Exercise inputs
━━━━━━

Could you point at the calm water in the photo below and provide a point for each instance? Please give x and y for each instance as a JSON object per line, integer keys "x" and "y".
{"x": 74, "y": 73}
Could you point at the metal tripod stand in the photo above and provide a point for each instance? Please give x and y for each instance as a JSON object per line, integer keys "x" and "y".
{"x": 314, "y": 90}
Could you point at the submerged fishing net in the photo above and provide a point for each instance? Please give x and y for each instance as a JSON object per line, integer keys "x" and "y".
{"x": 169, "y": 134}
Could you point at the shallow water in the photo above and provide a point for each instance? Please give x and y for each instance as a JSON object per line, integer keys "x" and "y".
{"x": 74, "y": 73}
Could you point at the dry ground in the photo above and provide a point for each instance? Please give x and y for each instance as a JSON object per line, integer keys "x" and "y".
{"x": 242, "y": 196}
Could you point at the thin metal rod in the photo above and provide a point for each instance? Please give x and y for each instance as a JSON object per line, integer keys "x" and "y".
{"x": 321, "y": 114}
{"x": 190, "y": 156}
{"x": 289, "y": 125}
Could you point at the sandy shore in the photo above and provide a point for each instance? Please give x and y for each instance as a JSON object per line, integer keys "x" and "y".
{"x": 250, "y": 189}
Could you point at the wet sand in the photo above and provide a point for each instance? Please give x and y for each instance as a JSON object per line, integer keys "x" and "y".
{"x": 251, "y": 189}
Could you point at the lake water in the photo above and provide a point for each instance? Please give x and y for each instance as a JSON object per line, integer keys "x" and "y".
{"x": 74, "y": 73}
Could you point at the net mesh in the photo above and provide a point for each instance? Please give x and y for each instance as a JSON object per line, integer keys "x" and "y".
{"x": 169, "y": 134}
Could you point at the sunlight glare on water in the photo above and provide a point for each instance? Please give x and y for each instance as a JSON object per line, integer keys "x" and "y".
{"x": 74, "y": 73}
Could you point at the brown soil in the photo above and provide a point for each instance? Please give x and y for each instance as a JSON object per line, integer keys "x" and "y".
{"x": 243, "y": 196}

━━━━━━

What is required
Copy, with no alteration, the line that contains "Could you point at the brown" and each remaining line of the listing above.

Answer space
Could you point at the brown soil in the photo above and provide a point for each instance? Please give x and y for each instance as a JSON object per line, integer keys "x" and "y".
{"x": 243, "y": 196}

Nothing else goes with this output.